_What you have to do_
Pick out every line in the records below that contains the string "woman", and copy those lines in their original order.

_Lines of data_
-------------------------

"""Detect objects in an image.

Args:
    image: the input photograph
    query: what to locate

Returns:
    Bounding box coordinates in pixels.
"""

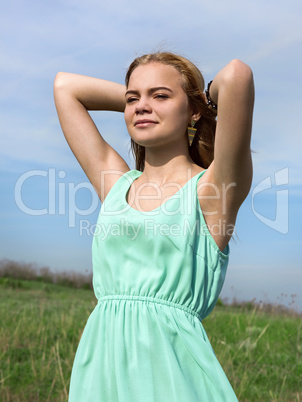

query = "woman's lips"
[134,120,157,127]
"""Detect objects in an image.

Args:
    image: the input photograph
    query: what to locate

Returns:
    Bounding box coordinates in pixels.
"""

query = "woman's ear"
[191,112,202,122]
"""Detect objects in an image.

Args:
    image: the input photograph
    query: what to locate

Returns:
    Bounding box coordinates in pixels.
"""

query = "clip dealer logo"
[252,168,289,234]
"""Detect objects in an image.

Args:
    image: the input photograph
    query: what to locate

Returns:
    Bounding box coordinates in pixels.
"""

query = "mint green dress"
[69,170,238,402]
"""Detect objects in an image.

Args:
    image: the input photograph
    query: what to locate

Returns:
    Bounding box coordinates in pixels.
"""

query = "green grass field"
[0,278,302,402]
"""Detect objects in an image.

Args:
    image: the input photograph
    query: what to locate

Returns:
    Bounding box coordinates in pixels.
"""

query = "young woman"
[54,53,254,402]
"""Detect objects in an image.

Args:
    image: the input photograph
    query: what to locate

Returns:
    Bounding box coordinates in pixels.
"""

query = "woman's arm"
[206,60,254,209]
[54,72,129,202]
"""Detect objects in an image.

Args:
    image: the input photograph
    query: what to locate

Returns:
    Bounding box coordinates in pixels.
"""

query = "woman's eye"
[126,98,137,103]
[155,94,168,99]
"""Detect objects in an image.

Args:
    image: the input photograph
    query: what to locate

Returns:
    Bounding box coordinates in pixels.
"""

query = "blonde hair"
[125,52,216,171]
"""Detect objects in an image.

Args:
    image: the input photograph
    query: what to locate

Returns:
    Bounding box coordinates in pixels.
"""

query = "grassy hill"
[0,277,302,402]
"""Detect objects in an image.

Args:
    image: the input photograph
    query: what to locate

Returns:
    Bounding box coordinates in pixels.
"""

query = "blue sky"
[0,0,302,310]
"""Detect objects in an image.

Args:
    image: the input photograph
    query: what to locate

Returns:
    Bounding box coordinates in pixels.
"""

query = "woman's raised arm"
[209,59,254,210]
[54,72,129,202]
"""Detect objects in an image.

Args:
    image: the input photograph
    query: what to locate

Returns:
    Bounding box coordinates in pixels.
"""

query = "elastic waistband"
[98,294,202,321]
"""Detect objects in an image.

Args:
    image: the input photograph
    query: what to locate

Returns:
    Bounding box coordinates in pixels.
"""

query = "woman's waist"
[96,293,202,321]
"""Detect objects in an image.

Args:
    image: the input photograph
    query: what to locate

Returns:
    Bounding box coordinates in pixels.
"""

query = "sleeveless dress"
[69,170,238,402]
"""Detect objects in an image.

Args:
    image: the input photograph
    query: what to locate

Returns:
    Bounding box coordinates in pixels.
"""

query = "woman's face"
[124,62,191,146]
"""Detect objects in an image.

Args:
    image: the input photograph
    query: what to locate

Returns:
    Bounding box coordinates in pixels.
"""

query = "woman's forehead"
[128,62,182,88]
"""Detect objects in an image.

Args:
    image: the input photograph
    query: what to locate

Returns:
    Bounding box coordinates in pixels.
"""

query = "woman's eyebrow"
[125,86,173,96]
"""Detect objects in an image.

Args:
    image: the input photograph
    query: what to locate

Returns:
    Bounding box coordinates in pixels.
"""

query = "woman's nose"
[135,97,152,114]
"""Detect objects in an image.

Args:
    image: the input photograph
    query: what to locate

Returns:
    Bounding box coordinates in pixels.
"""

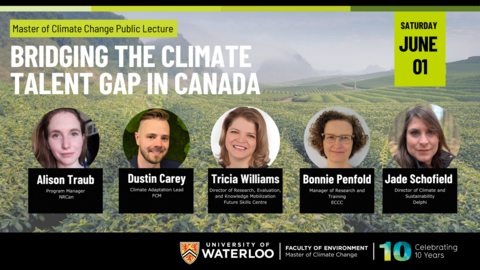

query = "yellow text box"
[10,20,177,38]
[395,12,446,86]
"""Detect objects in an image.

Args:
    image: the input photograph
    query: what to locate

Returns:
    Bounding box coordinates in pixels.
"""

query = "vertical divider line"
[278,242,282,261]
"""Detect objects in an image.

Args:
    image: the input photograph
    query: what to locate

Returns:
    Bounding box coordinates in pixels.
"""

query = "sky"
[116,12,480,73]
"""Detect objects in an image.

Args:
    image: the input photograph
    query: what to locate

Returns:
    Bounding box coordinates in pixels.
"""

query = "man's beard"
[140,147,166,164]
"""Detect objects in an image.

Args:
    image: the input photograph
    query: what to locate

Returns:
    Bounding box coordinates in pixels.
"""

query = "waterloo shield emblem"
[180,242,200,264]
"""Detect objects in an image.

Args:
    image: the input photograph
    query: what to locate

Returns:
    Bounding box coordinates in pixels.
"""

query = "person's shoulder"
[442,150,455,168]
[128,156,138,168]
[160,158,182,169]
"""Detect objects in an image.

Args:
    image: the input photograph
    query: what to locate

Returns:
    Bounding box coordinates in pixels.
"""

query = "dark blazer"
[128,155,182,169]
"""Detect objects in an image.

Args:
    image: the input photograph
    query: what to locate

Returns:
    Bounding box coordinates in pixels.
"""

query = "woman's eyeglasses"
[322,133,355,144]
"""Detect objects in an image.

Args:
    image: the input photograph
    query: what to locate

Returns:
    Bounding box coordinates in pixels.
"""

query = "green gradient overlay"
[10,20,177,38]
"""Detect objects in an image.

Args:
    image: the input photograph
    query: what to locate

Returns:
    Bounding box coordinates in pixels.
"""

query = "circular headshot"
[388,104,460,168]
[32,108,100,168]
[304,107,370,168]
[211,107,280,168]
[123,109,190,169]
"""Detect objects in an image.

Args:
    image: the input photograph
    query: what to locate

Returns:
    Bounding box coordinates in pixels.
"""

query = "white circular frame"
[210,106,280,166]
[303,107,371,168]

-------------------------

_The reply_
query = "woman's lips"
query = "woman's ear"
query = "young woman"
query = "woman's arm"
query = "woman's eye"
query = "woman's raised arm"
query = "woman's waist"
query = "woman's face"
query = "woman's forehead"
query = "woman's eyebrow"
query = "woman's nose"
query = "woman's eyeglasses"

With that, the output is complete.